:: Exercise brief ::
Reproduce every one of the entries below word for word, leaving the pictures out of your copy.

----

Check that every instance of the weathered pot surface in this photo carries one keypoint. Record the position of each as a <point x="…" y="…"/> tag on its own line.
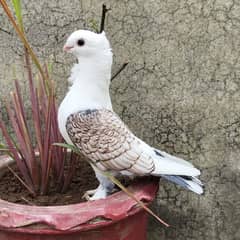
<point x="116" y="217"/>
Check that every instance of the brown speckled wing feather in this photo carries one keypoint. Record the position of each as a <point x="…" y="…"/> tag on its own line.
<point x="107" y="142"/>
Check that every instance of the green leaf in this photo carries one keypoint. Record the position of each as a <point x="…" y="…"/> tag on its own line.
<point x="18" y="11"/>
<point x="3" y="148"/>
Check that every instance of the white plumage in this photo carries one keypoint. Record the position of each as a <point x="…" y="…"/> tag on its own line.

----

:: Output for this exercise ::
Check that every instance of the weathered pot surface in this photo carries one keypoint. Record the position of each as a <point x="…" y="…"/> tag on its own line.
<point x="116" y="217"/>
Check that every instance of the brown speckled wing feather in this photo carries one keypoint. Record the position of each as a <point x="…" y="…"/> tag on its own line.
<point x="107" y="142"/>
Check that every instance of the green leaf in this photo carries one keypoint. Record the position of each as a <point x="…" y="…"/> tag on its own line.
<point x="18" y="11"/>
<point x="3" y="148"/>
Check that every instance of the white plumage in this photo carries one keypoint. Record the position of each as a <point x="…" y="…"/> tag on its own line.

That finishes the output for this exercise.